> **TASK REQUIREMENTS**: Copy everything from the line containing "of the person's" down to the end of the items, keeping each line exactly as it appears.

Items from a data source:
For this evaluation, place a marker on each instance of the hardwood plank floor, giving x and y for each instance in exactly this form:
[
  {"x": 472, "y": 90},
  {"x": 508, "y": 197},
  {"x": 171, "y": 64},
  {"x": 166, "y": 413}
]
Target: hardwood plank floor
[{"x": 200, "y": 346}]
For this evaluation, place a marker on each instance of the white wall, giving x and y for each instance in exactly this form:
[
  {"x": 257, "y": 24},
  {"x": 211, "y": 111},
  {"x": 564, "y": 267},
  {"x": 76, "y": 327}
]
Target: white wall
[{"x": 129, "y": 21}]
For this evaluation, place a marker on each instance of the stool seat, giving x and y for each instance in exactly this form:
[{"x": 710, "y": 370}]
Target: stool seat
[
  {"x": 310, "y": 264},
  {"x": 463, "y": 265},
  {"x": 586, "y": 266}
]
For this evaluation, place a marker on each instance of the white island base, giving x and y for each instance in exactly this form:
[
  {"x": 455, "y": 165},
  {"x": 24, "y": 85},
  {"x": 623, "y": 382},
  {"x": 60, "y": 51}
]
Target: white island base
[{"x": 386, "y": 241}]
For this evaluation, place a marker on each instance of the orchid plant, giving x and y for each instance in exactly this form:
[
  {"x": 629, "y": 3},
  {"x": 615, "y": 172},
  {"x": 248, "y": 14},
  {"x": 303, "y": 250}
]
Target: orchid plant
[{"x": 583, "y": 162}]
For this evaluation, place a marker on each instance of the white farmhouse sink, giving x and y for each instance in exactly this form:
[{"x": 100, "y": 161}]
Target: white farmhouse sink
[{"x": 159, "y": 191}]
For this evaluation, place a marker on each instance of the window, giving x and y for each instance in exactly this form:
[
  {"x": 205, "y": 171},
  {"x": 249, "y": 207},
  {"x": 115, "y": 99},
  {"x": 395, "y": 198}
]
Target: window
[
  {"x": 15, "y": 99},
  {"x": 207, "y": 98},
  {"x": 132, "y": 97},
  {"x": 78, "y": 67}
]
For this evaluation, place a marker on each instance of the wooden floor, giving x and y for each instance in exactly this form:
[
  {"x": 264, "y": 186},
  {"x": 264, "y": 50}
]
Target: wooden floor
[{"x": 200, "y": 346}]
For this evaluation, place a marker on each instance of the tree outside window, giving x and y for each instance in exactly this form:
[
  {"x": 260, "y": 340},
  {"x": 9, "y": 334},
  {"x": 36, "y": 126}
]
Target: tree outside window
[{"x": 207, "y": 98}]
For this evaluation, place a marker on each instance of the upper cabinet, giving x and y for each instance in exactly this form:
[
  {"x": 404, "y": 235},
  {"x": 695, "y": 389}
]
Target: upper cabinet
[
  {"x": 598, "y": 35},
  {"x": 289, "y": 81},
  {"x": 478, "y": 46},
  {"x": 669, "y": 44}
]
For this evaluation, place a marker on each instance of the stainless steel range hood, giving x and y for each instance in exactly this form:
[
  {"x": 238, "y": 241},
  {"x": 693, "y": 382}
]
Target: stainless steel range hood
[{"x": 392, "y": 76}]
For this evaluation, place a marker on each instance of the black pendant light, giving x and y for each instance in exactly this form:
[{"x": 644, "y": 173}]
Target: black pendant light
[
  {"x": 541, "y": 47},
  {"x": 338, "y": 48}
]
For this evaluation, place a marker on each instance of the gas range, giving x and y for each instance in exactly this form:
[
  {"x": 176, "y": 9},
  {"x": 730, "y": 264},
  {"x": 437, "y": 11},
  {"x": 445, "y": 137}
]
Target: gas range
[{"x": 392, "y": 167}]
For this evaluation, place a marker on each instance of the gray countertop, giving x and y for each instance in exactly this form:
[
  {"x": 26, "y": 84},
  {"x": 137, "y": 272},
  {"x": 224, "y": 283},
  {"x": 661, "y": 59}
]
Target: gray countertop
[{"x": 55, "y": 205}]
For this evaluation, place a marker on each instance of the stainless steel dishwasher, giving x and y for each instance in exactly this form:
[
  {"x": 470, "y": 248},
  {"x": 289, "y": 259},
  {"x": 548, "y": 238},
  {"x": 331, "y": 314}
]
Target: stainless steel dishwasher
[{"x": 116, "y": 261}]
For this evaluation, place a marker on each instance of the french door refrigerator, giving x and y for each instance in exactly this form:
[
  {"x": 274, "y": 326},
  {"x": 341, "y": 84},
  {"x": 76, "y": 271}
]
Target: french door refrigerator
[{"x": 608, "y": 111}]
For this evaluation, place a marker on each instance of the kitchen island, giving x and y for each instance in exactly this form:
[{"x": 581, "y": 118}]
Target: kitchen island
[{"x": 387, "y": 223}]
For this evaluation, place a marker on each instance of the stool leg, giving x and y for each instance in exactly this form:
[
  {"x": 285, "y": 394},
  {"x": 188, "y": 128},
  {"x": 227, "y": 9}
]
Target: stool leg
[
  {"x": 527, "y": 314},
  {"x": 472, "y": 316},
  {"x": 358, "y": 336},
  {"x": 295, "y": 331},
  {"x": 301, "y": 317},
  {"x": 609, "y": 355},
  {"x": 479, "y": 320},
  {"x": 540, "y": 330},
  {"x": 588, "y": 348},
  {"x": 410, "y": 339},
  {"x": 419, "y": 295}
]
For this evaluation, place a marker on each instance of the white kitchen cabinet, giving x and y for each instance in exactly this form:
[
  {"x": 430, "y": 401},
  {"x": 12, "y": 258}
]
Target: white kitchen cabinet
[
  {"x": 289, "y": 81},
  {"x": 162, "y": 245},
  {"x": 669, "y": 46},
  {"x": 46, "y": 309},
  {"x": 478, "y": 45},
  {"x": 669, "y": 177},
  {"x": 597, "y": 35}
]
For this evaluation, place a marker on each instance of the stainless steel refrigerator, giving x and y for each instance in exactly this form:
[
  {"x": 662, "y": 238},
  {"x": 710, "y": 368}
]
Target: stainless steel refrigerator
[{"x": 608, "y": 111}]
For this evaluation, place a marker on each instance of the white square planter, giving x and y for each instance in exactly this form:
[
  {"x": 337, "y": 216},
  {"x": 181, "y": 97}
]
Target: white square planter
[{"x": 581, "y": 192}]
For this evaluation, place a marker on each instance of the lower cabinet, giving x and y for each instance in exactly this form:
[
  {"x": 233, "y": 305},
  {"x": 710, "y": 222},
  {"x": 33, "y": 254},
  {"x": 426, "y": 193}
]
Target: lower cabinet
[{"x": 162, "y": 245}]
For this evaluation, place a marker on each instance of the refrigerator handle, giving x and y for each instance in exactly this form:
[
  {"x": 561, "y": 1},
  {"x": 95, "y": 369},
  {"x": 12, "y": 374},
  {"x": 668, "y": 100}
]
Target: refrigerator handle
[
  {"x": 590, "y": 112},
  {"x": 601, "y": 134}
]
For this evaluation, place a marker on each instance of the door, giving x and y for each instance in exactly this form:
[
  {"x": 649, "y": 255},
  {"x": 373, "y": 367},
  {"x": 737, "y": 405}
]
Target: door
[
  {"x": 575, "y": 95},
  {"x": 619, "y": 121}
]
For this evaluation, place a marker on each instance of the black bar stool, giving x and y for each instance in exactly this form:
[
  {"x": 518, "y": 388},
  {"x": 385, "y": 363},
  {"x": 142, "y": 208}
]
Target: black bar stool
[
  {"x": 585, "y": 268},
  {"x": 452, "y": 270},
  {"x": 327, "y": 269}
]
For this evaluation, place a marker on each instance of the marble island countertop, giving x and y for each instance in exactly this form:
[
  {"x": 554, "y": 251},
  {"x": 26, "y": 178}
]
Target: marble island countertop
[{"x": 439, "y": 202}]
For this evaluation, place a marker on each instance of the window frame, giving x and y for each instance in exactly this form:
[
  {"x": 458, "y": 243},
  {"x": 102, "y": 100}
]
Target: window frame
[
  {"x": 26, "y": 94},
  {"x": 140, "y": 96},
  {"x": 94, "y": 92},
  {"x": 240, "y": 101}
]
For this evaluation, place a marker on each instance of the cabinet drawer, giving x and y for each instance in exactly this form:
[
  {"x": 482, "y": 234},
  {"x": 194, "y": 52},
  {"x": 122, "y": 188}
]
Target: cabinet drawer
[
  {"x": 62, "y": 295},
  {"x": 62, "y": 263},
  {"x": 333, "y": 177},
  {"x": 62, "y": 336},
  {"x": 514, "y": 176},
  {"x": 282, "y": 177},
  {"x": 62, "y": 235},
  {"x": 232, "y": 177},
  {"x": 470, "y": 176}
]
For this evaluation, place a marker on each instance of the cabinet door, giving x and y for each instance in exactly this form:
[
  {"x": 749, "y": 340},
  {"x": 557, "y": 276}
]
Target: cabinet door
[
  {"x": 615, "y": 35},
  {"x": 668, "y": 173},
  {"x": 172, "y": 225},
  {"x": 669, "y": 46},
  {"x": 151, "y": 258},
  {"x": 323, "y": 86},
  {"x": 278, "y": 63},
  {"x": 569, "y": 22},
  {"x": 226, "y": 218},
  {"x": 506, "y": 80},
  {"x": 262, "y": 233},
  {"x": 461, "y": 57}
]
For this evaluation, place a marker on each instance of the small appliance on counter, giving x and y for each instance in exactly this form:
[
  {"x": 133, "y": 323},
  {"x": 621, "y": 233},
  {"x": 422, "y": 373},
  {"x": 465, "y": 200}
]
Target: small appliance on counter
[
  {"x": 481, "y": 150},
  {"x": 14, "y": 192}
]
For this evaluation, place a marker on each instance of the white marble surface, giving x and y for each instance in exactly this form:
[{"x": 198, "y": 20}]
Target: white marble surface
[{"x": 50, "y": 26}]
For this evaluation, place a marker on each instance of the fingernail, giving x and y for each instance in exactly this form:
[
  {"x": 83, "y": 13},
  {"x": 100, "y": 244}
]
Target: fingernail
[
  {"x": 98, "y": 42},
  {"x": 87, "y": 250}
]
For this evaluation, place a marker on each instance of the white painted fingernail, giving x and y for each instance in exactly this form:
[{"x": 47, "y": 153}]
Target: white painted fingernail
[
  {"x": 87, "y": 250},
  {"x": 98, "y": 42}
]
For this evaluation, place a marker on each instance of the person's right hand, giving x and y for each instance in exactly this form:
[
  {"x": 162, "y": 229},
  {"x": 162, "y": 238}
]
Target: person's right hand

> **IN RESPONSE**:
For this evaluation, place a marker on each instance of the person's right hand, giving x and y for each instance in exactly this form:
[
  {"x": 162, "y": 229},
  {"x": 162, "y": 238}
]
Target: person's right hand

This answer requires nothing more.